• **Task directions**:
Copy the items verbatim, starting at the line that contains "--target bird in flight" and ending with the line that contains "294), (620, 250)]".

• **Data provided**:
▼
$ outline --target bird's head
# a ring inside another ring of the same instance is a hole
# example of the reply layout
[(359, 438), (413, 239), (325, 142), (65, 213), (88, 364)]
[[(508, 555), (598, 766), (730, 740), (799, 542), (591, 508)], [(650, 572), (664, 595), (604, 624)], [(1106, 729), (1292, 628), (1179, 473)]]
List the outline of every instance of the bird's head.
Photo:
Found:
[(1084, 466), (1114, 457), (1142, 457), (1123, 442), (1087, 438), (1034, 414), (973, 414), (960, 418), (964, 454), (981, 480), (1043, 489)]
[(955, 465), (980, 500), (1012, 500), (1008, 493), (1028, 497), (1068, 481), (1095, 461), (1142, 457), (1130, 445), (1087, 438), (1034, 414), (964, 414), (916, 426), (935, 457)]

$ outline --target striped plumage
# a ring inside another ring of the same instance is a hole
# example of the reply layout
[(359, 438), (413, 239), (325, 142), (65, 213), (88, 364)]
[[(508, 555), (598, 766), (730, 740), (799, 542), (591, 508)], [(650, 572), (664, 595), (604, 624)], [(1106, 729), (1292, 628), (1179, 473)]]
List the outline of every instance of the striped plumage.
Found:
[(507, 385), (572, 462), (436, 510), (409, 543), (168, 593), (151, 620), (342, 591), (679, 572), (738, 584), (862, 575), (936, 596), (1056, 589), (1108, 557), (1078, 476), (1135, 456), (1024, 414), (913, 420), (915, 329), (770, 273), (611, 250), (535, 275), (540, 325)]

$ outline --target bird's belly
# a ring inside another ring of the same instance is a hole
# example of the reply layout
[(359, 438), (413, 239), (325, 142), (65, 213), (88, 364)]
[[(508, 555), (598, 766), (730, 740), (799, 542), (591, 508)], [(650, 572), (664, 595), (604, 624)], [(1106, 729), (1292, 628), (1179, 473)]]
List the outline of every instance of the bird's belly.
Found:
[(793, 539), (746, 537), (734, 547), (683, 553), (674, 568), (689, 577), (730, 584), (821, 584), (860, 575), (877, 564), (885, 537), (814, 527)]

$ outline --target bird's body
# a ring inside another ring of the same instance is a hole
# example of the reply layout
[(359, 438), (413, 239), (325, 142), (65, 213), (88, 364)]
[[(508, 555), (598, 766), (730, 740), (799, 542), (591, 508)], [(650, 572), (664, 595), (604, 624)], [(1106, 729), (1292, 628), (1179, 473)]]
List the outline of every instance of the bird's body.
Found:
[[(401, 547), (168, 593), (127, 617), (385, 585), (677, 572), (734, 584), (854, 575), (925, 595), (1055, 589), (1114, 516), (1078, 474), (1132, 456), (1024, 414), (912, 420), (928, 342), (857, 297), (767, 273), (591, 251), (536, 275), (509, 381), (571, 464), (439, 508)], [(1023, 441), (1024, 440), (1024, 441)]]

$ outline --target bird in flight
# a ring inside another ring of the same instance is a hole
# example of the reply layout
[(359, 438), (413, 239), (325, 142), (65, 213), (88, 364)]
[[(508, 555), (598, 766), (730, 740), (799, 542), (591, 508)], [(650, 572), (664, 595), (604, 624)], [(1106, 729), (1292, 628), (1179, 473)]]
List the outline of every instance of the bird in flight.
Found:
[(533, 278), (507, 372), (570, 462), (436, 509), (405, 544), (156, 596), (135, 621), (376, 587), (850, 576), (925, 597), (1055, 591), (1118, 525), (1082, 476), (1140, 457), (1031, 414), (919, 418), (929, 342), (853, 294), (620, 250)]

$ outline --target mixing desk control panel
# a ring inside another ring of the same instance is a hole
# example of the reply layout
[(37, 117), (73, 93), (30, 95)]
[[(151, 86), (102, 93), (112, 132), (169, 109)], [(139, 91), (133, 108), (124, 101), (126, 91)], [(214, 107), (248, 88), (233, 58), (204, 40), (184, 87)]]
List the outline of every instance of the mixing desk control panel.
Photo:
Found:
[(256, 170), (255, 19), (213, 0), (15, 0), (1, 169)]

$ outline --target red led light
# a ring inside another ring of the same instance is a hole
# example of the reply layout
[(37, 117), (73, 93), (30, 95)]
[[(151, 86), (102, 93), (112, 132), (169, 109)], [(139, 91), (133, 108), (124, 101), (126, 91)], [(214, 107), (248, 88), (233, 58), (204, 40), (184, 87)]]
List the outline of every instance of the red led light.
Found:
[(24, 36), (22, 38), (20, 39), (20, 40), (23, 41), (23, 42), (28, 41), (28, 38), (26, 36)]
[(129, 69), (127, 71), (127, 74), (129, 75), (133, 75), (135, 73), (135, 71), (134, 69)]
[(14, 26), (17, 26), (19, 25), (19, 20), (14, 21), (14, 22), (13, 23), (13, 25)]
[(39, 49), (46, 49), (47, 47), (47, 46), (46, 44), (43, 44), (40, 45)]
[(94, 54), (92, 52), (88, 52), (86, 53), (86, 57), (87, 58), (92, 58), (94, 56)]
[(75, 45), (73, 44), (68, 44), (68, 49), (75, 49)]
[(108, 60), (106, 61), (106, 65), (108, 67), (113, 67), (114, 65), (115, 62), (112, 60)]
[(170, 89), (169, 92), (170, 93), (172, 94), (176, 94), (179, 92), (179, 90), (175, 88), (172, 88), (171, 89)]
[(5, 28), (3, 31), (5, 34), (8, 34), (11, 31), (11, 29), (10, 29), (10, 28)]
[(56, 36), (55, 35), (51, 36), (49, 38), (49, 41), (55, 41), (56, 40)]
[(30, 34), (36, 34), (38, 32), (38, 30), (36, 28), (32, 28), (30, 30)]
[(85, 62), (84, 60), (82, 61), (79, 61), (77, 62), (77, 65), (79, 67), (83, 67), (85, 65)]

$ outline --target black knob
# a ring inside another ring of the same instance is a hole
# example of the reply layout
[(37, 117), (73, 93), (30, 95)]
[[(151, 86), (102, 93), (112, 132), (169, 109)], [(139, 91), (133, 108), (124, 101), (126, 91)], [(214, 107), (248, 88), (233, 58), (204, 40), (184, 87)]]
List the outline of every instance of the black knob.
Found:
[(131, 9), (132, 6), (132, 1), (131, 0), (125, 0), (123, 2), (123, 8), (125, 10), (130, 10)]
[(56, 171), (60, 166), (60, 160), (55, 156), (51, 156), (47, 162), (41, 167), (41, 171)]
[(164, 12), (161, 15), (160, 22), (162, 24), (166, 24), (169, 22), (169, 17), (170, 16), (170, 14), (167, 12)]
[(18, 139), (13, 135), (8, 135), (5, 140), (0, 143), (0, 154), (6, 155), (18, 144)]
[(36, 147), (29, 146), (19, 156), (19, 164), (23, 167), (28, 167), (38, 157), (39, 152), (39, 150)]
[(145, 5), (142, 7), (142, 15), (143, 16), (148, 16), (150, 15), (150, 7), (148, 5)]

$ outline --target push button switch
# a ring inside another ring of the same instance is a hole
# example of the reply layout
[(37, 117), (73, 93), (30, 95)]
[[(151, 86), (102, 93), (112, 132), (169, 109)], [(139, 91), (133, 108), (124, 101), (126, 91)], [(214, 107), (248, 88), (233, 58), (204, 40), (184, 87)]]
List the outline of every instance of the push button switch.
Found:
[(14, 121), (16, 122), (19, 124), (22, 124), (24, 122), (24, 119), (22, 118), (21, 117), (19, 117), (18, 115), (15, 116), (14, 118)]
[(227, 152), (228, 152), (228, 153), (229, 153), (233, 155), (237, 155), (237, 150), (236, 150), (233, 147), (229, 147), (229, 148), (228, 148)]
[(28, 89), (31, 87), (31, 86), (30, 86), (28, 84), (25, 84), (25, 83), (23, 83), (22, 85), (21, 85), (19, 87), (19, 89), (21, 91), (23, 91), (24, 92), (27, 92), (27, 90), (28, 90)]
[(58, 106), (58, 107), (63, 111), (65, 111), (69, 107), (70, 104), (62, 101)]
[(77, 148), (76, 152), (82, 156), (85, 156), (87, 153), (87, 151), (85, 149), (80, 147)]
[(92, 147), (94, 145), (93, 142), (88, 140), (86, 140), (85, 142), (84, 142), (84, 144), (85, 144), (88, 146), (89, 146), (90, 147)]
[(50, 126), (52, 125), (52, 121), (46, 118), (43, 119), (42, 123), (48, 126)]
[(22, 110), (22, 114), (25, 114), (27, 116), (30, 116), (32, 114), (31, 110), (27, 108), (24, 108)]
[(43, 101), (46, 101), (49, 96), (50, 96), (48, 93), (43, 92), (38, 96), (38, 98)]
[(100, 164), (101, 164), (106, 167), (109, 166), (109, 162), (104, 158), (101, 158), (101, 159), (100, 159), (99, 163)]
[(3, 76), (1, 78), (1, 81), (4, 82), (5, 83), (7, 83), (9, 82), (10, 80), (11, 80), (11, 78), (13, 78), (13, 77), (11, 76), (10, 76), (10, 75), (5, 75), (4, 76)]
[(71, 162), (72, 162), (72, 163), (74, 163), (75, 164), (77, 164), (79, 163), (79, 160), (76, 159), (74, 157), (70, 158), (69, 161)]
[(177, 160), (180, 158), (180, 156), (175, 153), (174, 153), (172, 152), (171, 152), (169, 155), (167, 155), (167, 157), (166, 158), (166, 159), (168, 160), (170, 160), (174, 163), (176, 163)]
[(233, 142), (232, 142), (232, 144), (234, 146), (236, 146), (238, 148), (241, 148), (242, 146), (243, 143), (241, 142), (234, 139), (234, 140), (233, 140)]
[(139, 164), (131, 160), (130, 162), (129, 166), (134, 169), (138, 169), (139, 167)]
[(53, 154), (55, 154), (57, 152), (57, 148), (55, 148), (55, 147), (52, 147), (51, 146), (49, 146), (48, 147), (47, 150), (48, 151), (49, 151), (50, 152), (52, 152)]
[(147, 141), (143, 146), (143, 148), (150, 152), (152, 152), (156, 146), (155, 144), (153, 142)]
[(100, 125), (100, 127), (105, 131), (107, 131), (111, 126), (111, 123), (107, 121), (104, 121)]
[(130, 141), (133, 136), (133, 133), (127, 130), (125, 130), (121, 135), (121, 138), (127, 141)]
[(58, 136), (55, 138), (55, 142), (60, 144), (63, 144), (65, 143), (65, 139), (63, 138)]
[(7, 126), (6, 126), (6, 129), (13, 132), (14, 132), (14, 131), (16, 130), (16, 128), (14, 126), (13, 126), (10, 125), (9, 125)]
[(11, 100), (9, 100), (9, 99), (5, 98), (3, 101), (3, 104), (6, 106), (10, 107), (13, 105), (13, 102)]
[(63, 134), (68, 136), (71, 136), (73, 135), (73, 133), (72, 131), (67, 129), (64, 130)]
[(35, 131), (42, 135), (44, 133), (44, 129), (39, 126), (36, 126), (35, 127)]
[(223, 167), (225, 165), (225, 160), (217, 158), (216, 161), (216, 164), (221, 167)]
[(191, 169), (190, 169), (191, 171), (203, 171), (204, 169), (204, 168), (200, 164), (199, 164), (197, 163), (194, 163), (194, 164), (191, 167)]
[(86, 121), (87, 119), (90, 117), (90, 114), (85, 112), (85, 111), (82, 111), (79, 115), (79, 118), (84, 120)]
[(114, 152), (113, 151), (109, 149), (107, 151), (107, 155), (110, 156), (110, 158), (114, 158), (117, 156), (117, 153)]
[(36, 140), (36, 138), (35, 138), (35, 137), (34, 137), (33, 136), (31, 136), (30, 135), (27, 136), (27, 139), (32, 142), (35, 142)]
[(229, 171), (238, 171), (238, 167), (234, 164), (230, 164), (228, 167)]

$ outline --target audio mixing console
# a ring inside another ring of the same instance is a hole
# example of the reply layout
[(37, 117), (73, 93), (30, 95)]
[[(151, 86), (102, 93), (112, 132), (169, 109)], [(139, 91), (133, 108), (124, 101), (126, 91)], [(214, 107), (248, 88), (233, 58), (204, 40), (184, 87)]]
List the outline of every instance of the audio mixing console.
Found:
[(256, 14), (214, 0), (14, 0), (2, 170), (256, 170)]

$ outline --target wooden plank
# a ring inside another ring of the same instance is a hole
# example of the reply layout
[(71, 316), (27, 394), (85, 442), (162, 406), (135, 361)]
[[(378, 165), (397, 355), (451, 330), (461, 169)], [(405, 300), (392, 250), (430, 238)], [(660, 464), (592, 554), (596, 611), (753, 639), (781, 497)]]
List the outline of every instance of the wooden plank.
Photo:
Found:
▲
• **Answer for this exercise**:
$ outline --target bird in flight
# a ring inside another ring of the same instance is a hole
# example of the reply layout
[(359, 438), (413, 239), (325, 142), (65, 213), (88, 364)]
[[(508, 555), (598, 766), (730, 740), (799, 542), (591, 508)], [(650, 572), (664, 595), (604, 624)], [(1106, 729), (1292, 628), (1179, 473)]]
List the outline of every instance of the bird in flight.
Found:
[(533, 278), (507, 372), (570, 462), (436, 509), (405, 544), (156, 596), (135, 621), (376, 587), (850, 576), (925, 597), (1055, 591), (1118, 525), (1082, 476), (1140, 457), (1031, 414), (919, 418), (929, 342), (853, 294), (620, 250)]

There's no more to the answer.